The church, once again, is permitting its agenda to be set more by cultural priorities – and there can be little doubt that our society is obsessively preoccupied with homosexuality – than God’s. If it were the other way around, I can’t help suspecting that there would be at least the occasional ecclesiastical Communiqué calling for protection for the unborn. But that, of course, is not something that would be universally popular and the last thing that Western Anglicanism is interested in is being less than culturally relevant.

As expected, the emphasis is on pastoral care for same-sex attracted individuals – so long as no one is encouraged to resist same-sex attraction. This will inexorably lead, as we have discovered in North America, to blanket approval of homosexual activity within committed, faithful, monogamous relationships.

Justin Welby calls Nigeria’s Anglican Church “A Powerhouse”

From here:

The Archbishop, who regularly speaks with contacts in Nigeria, described its Anglican Church as an ‘extraordinary powerhouse’.

Welby did not go on to point out that while Anglicanism in Nigeria is a Powerhouse, in the West it’s more of a Bathhouse: a Gay Bathhouse.

Archbishop of Canterbury wants industry to show generosity

From here:

The Archbishop of Canterbury has criticised energy companies for imposing huge price rises that will hammer struggling families.

Justin Welby said power giants had a ‘massive’ moral duty beyond squeezing customers for maximum profit, and challenged the firms to justify their huge increases in bills.

The Archbishop, himself a former oil executive, said he understood the anger over apparently ‘inexplicable’ rises and called on the companies ‘to behave with generosity and not merely to maximise opportunity’.

Whatever next? Justin Welby exhorting the Anglican Church of Canada ‘to behave with generosity’ and stop suing congregations and individuals in order to acquire their assets? Probably not.

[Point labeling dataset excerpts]
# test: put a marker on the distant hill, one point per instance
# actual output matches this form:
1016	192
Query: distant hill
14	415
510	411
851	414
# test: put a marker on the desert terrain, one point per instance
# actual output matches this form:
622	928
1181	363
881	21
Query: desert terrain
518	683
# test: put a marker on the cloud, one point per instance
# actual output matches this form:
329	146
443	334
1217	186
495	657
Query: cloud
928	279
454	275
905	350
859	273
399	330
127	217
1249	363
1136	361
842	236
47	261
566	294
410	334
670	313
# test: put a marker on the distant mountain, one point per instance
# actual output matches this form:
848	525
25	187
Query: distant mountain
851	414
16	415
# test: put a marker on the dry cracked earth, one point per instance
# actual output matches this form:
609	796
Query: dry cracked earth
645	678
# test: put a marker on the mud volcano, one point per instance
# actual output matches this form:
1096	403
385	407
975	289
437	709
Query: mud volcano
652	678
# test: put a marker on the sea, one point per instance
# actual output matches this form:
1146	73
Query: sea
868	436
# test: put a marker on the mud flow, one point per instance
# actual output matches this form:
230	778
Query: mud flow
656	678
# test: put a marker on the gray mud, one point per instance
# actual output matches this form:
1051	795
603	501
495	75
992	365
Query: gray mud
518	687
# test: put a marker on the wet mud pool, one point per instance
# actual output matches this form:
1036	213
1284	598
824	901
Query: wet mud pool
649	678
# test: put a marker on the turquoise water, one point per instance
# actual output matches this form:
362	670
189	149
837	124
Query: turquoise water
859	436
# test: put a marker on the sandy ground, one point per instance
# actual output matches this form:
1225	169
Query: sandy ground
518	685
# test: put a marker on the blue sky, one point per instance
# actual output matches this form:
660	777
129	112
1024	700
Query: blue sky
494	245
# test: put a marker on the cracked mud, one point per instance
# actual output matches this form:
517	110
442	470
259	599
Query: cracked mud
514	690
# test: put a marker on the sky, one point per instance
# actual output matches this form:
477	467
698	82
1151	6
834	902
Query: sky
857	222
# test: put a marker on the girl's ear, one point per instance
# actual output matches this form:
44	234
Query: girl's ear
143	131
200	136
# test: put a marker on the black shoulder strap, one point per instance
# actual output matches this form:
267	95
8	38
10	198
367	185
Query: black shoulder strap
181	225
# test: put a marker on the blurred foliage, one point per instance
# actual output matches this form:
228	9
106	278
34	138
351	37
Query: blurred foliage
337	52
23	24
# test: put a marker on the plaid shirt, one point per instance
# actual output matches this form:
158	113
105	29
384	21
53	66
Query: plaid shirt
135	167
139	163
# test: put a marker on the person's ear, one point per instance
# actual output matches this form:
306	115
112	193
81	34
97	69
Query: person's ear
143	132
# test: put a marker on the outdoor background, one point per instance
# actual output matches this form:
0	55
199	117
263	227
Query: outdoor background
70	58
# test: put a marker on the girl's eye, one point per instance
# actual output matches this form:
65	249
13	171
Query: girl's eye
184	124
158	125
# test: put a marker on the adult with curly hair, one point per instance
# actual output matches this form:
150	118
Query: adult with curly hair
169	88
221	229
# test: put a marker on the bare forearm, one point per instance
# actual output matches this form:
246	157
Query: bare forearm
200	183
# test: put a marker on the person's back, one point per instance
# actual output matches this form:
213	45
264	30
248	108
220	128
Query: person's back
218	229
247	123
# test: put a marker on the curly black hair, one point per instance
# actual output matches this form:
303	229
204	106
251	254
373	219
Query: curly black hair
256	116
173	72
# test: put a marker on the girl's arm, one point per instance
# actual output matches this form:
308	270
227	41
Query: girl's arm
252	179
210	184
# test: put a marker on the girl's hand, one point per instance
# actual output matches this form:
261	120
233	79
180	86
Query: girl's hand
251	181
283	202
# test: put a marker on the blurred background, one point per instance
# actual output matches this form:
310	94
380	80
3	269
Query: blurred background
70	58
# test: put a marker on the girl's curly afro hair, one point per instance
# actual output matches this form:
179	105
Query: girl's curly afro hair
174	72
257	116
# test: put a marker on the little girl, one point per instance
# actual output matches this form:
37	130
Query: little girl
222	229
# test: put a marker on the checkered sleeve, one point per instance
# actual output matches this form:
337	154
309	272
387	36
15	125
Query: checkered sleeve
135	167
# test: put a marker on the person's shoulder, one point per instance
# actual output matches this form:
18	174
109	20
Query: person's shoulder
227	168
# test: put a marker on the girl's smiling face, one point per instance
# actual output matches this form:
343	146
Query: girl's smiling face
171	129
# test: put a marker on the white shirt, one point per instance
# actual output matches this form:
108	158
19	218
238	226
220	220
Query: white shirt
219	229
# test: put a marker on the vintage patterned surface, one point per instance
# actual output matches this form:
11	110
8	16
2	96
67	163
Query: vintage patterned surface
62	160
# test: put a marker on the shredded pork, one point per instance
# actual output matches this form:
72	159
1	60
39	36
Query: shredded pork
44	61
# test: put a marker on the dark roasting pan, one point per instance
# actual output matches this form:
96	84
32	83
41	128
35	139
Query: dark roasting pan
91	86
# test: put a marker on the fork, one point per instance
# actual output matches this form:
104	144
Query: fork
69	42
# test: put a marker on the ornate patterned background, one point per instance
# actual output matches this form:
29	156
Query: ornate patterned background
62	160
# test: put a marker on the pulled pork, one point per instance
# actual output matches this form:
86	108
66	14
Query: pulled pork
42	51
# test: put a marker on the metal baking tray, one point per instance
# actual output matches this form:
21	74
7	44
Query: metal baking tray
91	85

--

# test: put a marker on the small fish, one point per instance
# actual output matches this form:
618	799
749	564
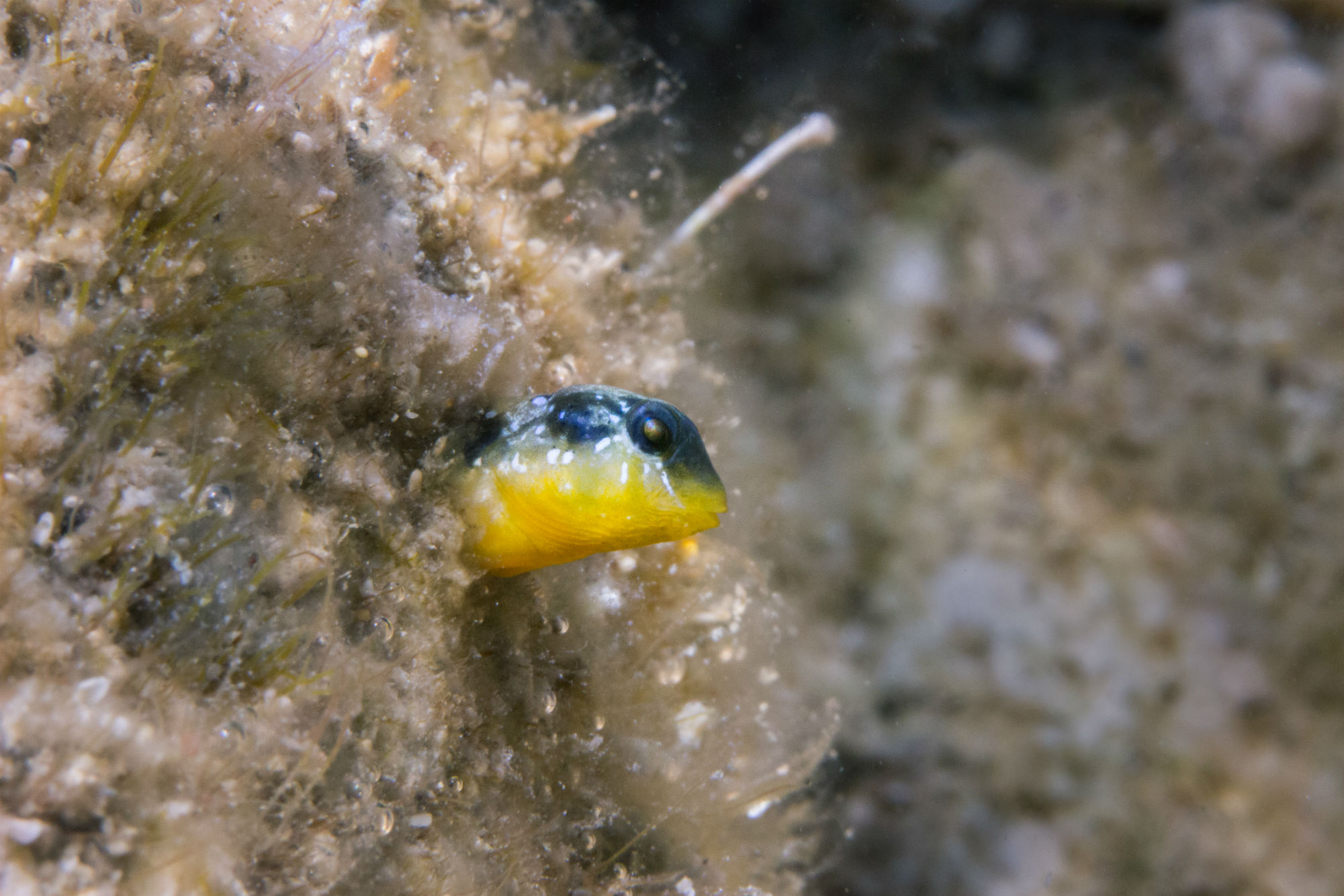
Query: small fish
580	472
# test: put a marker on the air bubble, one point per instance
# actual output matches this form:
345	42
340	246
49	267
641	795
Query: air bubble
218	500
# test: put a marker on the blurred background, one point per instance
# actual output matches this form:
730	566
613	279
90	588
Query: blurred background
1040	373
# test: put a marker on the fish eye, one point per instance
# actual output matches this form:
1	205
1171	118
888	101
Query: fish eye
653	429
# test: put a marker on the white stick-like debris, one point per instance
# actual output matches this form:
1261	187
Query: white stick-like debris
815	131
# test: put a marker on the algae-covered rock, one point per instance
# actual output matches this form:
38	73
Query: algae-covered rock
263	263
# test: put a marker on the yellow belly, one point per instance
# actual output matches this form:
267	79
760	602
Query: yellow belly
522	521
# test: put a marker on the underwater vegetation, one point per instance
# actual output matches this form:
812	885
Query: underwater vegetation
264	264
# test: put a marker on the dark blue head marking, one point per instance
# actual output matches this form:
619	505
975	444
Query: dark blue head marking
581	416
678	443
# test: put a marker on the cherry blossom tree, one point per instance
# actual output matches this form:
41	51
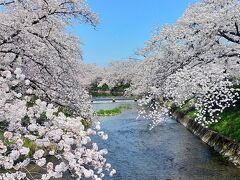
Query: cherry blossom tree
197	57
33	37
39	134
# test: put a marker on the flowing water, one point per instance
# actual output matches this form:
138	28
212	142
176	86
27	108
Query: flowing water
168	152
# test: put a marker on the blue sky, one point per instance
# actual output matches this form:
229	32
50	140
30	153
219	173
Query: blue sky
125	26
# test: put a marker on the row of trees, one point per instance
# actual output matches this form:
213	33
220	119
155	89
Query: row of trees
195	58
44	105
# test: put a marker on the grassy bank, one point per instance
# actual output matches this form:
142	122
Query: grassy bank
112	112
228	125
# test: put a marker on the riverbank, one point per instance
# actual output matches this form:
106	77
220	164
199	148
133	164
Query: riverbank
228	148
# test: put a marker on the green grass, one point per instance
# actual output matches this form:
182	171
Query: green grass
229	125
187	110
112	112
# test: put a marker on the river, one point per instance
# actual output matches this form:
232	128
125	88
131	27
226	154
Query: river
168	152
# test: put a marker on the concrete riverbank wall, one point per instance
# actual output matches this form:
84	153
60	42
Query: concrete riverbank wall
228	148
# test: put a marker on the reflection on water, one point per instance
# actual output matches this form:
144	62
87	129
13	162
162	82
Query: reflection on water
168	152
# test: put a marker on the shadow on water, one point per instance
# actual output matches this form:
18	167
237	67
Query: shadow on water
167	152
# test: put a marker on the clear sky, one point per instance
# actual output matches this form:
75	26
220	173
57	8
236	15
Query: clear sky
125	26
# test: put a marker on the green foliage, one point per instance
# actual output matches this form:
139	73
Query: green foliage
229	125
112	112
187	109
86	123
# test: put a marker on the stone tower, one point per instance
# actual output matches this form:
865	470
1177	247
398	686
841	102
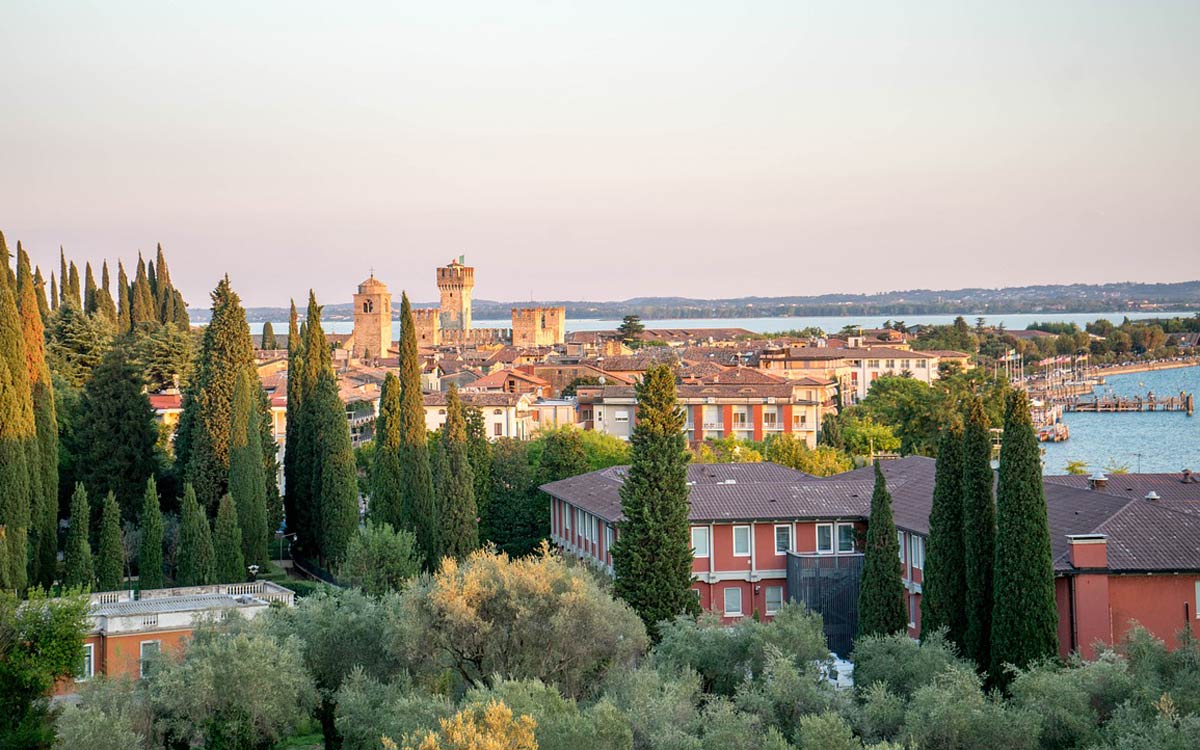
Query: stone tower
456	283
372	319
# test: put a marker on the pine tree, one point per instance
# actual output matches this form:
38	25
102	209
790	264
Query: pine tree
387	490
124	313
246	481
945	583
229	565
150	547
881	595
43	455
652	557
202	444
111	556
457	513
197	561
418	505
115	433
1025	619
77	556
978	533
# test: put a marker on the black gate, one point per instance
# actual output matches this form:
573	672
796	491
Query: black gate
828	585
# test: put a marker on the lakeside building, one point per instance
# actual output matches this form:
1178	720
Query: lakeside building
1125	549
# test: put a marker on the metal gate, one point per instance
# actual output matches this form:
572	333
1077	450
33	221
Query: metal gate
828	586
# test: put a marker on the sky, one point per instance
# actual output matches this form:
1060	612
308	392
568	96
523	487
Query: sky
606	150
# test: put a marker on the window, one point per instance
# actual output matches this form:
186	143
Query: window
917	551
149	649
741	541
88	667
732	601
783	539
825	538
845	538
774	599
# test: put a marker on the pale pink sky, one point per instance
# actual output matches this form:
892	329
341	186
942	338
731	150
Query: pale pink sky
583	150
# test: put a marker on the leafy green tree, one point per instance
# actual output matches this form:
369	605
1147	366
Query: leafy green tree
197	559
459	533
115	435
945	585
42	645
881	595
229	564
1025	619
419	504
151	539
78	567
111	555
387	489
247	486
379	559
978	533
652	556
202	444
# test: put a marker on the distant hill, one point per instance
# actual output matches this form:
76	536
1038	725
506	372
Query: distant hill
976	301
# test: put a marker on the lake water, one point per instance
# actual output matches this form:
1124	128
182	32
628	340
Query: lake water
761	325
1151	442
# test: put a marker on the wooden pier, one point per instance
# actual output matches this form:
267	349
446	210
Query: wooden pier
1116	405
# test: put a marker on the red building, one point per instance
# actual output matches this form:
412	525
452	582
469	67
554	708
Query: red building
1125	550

* * *

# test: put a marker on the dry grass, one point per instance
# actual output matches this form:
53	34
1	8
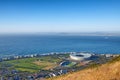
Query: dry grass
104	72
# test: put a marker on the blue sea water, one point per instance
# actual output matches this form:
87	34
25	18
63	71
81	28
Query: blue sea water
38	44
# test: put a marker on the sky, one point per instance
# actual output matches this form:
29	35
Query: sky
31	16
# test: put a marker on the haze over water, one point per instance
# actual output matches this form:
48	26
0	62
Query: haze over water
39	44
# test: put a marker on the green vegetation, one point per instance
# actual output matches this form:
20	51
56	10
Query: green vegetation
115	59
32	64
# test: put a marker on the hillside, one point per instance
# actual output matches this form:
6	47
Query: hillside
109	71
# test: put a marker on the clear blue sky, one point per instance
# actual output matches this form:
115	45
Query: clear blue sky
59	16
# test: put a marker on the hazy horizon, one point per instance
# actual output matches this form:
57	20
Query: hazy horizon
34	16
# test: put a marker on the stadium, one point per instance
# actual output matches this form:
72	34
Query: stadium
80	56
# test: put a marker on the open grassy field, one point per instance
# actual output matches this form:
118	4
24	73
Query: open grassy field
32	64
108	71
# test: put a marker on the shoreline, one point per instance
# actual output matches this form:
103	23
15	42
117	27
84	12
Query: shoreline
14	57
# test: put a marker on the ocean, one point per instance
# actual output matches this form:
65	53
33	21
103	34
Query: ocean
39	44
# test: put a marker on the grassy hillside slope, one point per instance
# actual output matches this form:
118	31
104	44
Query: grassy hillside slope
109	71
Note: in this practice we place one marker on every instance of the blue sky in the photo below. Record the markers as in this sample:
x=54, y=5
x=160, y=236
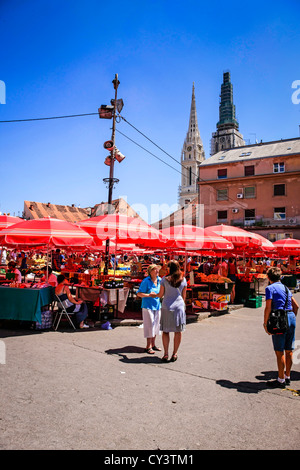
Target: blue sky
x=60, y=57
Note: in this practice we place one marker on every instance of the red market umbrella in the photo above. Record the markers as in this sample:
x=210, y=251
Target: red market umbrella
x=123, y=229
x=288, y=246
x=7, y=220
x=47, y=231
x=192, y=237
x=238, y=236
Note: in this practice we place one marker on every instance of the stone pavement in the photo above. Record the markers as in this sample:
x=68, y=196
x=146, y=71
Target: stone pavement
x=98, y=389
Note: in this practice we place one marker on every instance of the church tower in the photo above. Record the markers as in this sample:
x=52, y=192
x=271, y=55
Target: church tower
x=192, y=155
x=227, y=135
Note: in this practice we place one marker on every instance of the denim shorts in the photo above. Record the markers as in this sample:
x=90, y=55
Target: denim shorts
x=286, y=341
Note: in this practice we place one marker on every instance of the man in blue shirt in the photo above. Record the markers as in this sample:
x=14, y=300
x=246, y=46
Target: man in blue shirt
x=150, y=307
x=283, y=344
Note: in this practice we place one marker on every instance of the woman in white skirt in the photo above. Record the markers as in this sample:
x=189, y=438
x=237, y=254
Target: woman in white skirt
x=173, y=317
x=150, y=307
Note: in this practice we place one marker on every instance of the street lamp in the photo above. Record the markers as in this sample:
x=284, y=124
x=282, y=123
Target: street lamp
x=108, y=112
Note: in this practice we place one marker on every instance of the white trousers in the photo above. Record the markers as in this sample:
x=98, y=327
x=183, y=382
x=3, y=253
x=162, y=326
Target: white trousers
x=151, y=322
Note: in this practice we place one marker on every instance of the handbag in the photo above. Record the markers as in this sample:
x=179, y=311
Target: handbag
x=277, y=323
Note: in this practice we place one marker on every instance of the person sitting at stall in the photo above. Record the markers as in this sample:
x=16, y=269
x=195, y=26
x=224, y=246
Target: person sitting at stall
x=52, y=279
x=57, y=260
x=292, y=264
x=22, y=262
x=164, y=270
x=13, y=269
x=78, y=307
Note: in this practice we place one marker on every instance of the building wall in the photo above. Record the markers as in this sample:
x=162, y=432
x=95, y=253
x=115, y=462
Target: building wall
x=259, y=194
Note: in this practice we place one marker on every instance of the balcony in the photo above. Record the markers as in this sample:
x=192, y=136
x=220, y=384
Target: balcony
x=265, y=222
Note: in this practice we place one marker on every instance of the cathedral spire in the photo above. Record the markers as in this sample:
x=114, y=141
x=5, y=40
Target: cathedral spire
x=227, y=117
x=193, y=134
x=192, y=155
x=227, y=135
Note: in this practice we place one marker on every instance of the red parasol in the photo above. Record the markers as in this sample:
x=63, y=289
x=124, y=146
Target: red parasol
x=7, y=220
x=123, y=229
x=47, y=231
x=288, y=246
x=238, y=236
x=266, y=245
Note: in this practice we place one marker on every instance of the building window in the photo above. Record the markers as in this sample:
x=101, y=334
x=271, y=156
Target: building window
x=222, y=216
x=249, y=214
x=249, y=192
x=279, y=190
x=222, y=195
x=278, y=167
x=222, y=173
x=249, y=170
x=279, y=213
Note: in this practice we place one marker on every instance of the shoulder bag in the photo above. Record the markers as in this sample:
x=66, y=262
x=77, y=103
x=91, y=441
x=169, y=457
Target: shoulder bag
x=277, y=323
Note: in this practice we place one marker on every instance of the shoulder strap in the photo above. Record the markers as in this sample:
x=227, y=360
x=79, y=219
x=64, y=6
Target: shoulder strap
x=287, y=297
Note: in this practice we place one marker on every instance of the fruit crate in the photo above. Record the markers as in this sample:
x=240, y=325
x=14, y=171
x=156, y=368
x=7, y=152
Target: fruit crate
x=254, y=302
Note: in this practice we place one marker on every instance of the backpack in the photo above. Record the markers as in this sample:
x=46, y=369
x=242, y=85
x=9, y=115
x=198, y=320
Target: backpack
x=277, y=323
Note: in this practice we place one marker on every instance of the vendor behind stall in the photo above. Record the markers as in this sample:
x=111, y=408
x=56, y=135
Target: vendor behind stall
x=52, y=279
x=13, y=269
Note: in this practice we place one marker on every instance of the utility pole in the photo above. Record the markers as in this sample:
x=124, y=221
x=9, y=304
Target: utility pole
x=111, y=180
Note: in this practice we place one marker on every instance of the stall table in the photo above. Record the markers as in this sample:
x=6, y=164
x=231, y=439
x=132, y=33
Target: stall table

Work to complete:
1. List every phrase that the commentary on the Anglican Church and Archbishop Justin Welby encloses in single quotation marks.
2. Reproduce the commentary on the Anglican Church and Archbishop Justin Welby between "Justin Welby calls" and "hammer struggling families.", inclusive.
3. Carry on the commentary on the Anglican Church and Archbishop Justin Welby from its final sentence.
The items were taken from a separate source.

Task responses:
1.
‘extraordinary powerhouse’
‘massive’
‘inexplicable’
‘to behave with generosity and not merely to maximise opportunity’
‘to behave with generosity’

2.
Justin Welby calls Nigeria’s Anglican Church “A Powerhouse”

From here:

The Archbishop, who regularly speaks with contacts in Nigeria, described its Anglican Church as an ‘extraordinary powerhouse’.

Welby did not go on to point out that while Anglicanism in Nigeria is a Powerhouse, in the West it’s more of a Bathhouse: a Gay Bathhouse.

Archbishop of Canterbury wants industry to show generosity

From here:

The Archbishop of Canterbury has criticised energy companies for imposing huge price rises that will hammer struggling families.

3.
Justin Welby at GAFCON

Justin Welby refuses to take sides. He is continuing in the vein of Rowan Williams by attempting to maintain the fiction that the worldwide Anglican Communion has not already split, that Western Anglicanism’s god of self-gratification – preferably obtained through homoeroticism – can somehow be reconciled with the Cross. It can’t.

Perhaps what is worst of all is that Welby views the division in worldwide Anglicanism as something bad which should be resisted, rather than what it actually is: God separating the faithful from the unfaithful.

Read it all here (my emphasis):

“There is a need for new structures in the Anglican Communion, “the archbishop said, adding the issues that divide us are “simple and complicated.”

To address them “we need a new way of being in communion, not the colonial structures” of the past, he said. But it was unclear as to what the solution was as each province offered its own solution to the problem, yet “we must find a way to live together, so the world will see” Jesus is Lord.

The Anglican world must be a sign to the world of the power of Christ and must engage in a deliberate program of “witness, worship, evangelism, and a passion for the Holy Spirit.”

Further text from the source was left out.